==== Excerpt provided ====

By: Gabriel Cwilich, Professor of Physics, Professor of the Graduate Program in Mathematics  | 

A Letter to the Students of YU About the Immigration Crisis

By: Gabriel Cwilich, Professor of Physics, Professor of the Graduate Program in Mathematics  |  February 1, 2017

I am away from campus this semester, but trying to follow as best as I can the news from YU; I must confess that I was surprised, and in some sense disappointed, that your newspaper, which  supposedly reflects the concerns of the student population, does not carry even one single line about the crisis unleashed by the ill-conceived and cruel Executive Order on Immigration from President Trump, which represents a shocking departure from America's core values of compassion and kindness, introduces the dangerous precedent of religious profiling on persons trying to reach our country, and shuts the doors to the most vulnerable people in the world.

A cursory look at the front pages of student newspapers around the country, and in particular in all the universities of our city, can immediately show the concern and indignation of student leaders who have joined the many professional organizations, academic groups, business and technology leaders, and civil organizations that have mobilized around the country to repudiate these discriminatory policies which by now more than 18,000 American academicians (including 50 Nobel Laureates and several hundred members of our National Academies of Sciences, Arts and Engineering) have identified here as detrimental to our national interests; their effect will be felt even among some of our own YU faculty members who have been placed at risk and potentially our students.

I would have guessed that a University in which the immense majority of the student body has relatives who arrived to these shores as immigrants or refugees escaping the war in Europe or the Holocaust would be particularly sensitive to this issue. Yet, when, with thousands of New Yorkers, I went on Saturday evening to JFK to express that hate and discrimination have no place in this city and that we welcome the people who the administration is trying to push out, I could not find YU students in the crowd.

I have a confession to make; I left my home, where I was convalescing these last few days, to go to JFK on Saturday night because this issue is quite personal in my case. Not only because I was once an immigrant arriving to that same airport many decades ago, fleeing persecution and anti-Semitism in the country where I was born, but because my four grandparents also were immigrants who left Eastern Europe in search of a better life and to escape the horrors of war.

==== Listing ====

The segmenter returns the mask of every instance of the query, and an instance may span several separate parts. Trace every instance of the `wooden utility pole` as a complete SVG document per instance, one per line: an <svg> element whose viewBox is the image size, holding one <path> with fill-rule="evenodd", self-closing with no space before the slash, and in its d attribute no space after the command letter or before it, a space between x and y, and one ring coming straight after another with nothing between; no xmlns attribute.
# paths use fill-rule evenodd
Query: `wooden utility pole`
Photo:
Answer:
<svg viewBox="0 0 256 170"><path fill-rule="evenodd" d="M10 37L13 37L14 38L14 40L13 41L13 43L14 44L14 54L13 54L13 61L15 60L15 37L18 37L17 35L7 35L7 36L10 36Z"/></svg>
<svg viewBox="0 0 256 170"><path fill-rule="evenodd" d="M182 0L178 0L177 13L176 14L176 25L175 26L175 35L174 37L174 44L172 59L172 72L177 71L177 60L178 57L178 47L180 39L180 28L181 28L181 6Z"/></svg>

====

__Challenges__:
• a. Edit the letter about the immigration crisis by reproducing the passage starting with "A cursory look" and going on through "potentially our students.", replacing "student newspapers" with "campus newspapers".
• b. According to the letter about the immigration crisis, how many American academicians have identified the discriminatory policies as detrimental to national interests?

__Per-task answers__:
• a.
A cursory look at the front pages of campus newspapers around the country, and in particular in all the universities of our city, can immediately show the concern and indignation of student leaders who have joined the many professional organizations, academic groups, business and technology leaders, and civil organizations that have mobilized around the country to repudiate these discriminatory policies which by now more than 18,000 American academicians (including 50 Nobel Laureates and several hundred members of our National Academies of Sciences, Arts and Engineering) have identified here as detrimental to our national interests; their effect will be felt even among some of our own YU faculty members who have been placed at risk and potentially our students.

• b. More than 18,000